Object pointing dataset rows
↓

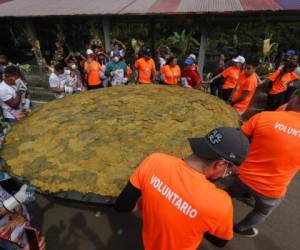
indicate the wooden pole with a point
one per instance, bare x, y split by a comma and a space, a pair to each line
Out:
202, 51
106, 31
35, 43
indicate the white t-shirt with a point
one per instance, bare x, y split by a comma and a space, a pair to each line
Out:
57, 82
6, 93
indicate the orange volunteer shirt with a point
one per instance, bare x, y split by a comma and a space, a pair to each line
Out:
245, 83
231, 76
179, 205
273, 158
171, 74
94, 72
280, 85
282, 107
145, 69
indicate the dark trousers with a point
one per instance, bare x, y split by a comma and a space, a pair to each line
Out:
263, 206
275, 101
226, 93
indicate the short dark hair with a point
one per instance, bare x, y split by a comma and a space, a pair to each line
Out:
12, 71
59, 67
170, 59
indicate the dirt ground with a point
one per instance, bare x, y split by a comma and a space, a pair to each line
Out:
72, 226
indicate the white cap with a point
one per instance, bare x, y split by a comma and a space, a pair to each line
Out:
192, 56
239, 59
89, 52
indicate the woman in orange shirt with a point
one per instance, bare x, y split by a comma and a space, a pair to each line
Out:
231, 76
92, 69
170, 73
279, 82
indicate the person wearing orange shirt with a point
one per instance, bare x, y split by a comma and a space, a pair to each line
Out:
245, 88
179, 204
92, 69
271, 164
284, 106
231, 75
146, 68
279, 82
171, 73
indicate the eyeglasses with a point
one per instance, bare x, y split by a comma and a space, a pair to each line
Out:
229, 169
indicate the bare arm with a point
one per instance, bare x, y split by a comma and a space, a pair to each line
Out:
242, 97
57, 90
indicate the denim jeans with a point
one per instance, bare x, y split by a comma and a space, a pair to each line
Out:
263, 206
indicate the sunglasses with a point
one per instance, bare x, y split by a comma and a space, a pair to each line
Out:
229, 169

↑
↓

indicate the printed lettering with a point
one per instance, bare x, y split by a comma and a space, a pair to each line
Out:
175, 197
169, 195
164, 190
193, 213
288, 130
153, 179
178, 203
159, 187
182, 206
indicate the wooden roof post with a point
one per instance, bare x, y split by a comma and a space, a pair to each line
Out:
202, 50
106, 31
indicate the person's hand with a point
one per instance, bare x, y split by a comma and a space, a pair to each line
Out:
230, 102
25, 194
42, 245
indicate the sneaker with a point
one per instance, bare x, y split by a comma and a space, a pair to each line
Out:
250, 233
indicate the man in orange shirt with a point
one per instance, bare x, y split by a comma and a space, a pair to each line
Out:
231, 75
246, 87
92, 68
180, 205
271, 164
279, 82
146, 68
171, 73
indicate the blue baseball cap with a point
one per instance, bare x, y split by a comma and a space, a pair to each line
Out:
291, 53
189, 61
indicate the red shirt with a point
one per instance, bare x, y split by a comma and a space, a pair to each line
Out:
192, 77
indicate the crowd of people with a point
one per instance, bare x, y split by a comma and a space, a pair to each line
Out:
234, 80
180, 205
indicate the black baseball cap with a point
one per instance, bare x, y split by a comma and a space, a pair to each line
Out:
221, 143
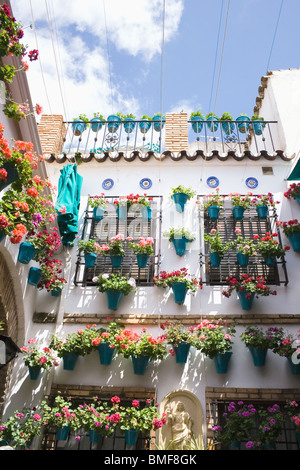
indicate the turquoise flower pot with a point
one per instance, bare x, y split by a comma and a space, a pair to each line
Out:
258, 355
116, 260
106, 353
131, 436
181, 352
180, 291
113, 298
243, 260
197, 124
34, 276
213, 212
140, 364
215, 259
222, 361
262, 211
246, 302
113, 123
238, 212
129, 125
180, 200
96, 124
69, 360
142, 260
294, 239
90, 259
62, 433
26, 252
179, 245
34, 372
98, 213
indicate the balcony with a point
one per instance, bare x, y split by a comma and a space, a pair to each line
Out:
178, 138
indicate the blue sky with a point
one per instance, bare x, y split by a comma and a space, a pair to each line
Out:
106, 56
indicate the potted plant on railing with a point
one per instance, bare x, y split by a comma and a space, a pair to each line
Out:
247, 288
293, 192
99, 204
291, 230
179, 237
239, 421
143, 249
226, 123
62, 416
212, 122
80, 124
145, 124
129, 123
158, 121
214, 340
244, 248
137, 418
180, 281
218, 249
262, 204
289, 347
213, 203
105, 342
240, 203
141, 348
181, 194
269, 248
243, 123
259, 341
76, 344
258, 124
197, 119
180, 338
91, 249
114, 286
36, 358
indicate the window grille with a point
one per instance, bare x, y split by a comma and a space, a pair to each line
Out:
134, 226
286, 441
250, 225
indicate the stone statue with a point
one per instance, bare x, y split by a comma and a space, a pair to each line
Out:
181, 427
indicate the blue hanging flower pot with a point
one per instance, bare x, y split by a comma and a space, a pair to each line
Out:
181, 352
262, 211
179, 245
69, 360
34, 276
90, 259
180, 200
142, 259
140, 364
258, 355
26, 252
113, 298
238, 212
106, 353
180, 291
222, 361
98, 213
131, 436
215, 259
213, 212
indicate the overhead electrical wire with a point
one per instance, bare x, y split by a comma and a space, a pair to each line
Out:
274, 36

↑

● Work required: How many lines of the records contain the word "baseball"? Reply with the number alone.

● Complete answer: 2